(Image location labeling entries)
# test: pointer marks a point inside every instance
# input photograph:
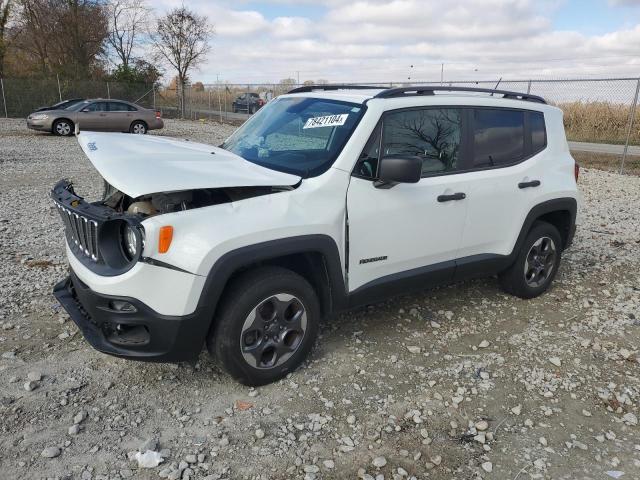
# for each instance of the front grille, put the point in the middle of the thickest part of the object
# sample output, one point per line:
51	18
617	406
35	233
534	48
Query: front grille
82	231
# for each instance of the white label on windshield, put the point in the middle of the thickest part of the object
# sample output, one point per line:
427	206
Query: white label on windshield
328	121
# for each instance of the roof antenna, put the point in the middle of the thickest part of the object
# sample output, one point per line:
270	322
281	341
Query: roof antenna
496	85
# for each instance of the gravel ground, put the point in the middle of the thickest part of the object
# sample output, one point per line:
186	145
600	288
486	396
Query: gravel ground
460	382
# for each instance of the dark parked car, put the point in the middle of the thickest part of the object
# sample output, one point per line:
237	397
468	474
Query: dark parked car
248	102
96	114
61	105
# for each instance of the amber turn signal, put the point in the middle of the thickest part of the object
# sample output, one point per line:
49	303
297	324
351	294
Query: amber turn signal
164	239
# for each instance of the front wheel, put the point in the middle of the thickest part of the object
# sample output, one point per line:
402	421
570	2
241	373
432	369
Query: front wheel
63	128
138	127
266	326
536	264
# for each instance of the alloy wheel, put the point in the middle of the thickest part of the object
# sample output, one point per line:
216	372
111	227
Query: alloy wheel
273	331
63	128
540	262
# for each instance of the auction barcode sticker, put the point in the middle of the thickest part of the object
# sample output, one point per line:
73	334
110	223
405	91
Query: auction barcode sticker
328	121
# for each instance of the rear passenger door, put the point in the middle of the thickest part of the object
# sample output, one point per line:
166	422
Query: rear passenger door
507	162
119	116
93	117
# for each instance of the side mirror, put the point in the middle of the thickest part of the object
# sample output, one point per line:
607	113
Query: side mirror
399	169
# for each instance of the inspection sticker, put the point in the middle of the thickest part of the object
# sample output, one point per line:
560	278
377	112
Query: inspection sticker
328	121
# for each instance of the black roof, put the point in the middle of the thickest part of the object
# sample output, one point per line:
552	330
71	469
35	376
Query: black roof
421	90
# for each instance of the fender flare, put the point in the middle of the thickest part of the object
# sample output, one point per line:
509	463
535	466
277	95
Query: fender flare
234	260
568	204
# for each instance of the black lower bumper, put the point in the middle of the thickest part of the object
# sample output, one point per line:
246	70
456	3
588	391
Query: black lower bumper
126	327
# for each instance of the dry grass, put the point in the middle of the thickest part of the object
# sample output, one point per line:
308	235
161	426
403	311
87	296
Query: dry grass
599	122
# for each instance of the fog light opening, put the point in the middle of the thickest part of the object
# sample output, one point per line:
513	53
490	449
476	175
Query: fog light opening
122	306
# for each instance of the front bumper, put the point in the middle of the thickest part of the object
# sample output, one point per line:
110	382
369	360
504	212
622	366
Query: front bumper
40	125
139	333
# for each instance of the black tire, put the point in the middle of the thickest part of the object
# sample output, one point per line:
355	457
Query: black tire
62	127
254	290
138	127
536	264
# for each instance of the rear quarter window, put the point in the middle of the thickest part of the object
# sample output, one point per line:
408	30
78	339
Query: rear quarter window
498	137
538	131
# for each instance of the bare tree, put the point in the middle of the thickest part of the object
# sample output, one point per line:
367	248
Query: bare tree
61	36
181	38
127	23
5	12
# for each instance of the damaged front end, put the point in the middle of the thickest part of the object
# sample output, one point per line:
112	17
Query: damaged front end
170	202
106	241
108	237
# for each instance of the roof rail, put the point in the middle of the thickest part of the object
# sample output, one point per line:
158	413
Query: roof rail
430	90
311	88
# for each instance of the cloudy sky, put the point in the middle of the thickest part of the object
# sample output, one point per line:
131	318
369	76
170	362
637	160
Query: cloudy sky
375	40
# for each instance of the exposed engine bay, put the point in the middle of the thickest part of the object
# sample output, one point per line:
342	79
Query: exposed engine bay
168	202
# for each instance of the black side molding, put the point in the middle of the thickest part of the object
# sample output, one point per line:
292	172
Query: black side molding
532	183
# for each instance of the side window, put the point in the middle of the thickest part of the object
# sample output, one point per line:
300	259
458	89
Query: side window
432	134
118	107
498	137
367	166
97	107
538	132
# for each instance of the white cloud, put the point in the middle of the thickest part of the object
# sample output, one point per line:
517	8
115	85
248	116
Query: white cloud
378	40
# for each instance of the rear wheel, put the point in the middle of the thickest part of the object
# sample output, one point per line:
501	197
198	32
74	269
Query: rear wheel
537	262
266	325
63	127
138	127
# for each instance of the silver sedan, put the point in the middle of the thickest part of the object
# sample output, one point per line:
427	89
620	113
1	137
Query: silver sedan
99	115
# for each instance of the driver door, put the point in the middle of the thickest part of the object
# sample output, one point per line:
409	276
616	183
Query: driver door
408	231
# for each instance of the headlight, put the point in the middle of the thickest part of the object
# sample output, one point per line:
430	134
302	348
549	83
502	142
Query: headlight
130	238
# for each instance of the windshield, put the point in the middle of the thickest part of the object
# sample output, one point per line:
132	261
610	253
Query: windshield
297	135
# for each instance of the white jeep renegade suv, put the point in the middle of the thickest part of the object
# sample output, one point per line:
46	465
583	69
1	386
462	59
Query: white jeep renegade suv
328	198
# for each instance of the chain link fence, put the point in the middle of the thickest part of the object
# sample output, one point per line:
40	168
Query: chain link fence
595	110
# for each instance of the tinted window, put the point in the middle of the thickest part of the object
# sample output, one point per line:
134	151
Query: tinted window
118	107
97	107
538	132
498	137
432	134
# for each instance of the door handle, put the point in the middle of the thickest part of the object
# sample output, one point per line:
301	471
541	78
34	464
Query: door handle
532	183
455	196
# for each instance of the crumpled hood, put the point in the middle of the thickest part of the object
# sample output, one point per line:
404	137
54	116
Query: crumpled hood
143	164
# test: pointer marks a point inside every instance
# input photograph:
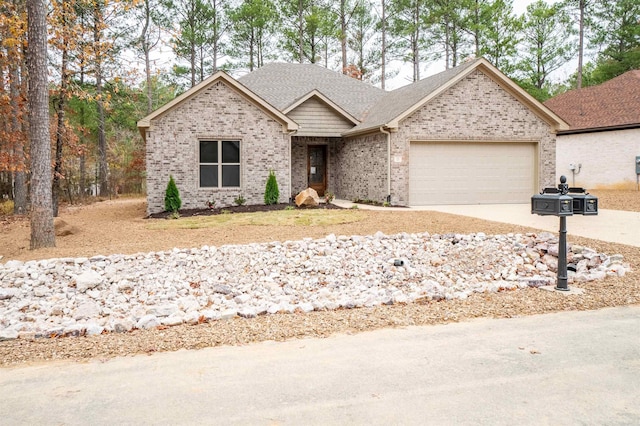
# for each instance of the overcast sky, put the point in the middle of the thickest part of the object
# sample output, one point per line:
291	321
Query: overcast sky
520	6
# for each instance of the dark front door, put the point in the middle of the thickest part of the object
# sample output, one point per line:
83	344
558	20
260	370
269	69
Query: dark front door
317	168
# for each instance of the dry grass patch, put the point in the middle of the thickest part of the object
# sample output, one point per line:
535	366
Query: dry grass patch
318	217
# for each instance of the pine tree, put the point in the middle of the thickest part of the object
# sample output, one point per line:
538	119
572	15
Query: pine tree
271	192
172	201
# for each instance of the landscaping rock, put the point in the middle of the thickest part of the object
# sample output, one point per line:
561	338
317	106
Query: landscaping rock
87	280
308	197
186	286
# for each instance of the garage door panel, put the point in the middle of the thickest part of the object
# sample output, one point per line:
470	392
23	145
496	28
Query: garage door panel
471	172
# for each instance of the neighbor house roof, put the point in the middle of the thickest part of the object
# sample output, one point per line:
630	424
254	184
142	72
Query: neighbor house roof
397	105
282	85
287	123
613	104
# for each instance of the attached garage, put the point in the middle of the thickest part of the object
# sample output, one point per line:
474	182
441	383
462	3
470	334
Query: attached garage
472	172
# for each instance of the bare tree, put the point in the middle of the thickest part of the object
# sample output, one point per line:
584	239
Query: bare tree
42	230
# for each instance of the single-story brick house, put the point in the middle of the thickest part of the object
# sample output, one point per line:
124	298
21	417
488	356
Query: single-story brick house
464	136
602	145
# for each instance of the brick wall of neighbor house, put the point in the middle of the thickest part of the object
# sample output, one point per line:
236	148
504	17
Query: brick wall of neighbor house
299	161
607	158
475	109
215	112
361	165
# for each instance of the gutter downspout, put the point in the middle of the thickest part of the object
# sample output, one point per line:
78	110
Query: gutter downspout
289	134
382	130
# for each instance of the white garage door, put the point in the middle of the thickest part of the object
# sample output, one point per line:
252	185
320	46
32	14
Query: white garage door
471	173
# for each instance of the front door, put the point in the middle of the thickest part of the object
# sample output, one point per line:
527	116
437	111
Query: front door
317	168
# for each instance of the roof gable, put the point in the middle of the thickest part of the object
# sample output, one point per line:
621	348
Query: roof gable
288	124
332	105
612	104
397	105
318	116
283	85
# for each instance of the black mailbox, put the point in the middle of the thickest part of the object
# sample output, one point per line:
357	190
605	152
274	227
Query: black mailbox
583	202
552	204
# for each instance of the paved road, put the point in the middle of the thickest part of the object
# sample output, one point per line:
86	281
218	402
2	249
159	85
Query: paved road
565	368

--

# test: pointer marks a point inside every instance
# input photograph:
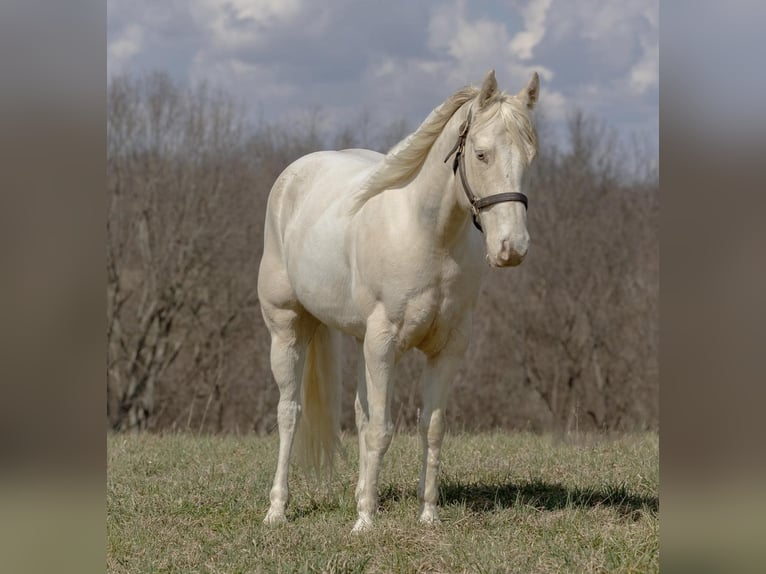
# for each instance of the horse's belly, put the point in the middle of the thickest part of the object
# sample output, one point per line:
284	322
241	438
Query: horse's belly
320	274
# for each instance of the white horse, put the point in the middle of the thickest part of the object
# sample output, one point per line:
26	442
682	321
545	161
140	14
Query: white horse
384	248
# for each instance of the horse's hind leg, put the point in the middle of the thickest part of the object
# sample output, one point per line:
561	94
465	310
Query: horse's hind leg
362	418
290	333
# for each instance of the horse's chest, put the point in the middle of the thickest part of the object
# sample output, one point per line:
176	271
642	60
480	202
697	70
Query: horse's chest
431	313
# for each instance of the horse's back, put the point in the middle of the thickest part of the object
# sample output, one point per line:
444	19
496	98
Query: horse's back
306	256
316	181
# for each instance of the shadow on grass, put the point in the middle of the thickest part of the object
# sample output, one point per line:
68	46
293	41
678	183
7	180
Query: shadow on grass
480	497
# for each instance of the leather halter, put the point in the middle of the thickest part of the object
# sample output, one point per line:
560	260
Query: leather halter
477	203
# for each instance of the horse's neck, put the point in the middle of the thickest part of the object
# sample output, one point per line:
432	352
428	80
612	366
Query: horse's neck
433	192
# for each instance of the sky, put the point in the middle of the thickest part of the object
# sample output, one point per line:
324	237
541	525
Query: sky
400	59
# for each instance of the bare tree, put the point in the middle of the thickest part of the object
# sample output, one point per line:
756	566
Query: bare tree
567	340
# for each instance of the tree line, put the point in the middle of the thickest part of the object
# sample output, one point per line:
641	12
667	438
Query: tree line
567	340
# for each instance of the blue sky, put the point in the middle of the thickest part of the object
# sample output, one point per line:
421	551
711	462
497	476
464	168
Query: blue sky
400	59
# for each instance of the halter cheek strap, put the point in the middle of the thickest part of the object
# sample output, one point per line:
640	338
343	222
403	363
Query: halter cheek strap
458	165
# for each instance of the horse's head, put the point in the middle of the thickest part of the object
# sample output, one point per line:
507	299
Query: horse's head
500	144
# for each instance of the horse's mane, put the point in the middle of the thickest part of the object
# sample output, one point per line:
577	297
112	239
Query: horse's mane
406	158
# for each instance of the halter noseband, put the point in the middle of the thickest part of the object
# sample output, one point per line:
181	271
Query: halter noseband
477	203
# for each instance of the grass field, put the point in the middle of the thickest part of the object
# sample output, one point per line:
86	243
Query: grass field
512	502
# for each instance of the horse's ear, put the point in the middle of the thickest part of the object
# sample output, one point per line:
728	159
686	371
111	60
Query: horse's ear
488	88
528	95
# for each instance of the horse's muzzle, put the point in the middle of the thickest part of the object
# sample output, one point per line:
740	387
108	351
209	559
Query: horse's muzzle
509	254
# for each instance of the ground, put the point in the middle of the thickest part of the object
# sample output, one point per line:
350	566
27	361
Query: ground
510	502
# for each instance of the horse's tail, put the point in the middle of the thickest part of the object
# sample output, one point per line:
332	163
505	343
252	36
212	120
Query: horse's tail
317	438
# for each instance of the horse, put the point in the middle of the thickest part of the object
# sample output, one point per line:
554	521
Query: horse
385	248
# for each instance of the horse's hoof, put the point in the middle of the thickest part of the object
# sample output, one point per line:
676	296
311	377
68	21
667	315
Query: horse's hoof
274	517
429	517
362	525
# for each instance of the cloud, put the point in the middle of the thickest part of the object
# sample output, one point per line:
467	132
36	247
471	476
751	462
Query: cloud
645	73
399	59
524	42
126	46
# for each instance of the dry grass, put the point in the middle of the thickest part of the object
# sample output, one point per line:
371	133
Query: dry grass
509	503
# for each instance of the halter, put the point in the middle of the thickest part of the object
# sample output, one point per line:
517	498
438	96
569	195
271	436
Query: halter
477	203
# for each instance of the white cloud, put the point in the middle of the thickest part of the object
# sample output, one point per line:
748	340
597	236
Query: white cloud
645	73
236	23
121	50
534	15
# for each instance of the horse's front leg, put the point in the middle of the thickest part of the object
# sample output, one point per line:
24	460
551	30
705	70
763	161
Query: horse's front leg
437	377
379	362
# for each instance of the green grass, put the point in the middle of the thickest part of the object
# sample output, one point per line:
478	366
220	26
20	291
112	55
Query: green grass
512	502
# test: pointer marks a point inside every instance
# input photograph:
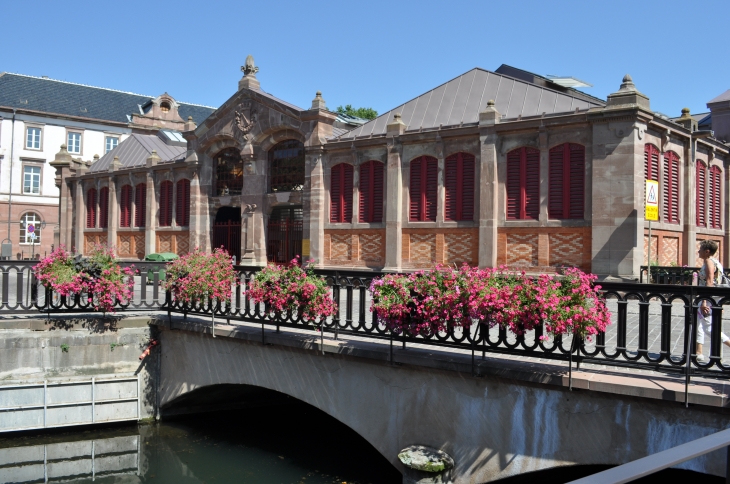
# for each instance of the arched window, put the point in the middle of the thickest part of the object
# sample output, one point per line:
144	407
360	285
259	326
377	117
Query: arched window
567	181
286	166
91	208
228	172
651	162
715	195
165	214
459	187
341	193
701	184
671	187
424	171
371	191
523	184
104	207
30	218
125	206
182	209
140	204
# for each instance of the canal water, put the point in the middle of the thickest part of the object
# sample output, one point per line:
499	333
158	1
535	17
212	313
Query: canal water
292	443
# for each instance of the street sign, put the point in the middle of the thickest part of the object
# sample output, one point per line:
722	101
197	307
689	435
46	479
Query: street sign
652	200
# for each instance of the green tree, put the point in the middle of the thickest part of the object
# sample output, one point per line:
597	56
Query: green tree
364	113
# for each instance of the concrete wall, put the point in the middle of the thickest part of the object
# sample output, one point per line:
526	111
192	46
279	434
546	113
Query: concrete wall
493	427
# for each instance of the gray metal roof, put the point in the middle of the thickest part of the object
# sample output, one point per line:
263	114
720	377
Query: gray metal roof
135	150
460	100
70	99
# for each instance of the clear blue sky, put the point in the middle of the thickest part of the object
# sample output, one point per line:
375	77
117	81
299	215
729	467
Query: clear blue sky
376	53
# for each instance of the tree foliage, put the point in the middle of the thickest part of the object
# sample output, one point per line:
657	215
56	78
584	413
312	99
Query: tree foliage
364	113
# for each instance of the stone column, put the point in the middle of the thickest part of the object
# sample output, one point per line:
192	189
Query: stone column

Short task
Rewrite the material from the line that has "# for each instance of the concrete" through the line that has "Query: stone column", keeping every line and shifting each point coordinate in the answers up by 37. Leave the sample output numbers unchanged.

Output of the task
# for each instance of the concrete wall, put the point in the middle of the thickest part of the object
# sample output, one point per line:
526	111
192	46
279	434
546	113
Query: concrete wall
530	464
# for each instance of the gray metal roof, put the point in the middle of the thickest part of the object
# sample output, one point per line:
263	114
720	377
Query: gray metal roof
172	187
497	137
107	136
# for each instance of the clear blue sky, put the point in the middle of the thickest part of the object
# sample output, one point per line:
375	77
117	81
299	215
729	467
Query: clear blue sky
413	90
# for each instance of the tree foliage, put the point in the middle of the thickest part of the object
# sample output, one point per line:
657	215
56	78
584	413
312	99
Query: tree foliage
401	150
# for each instance of the stone column, put the point in the middle of the thickest part of the object
# sample output, one point per line:
192	189
Query: stone column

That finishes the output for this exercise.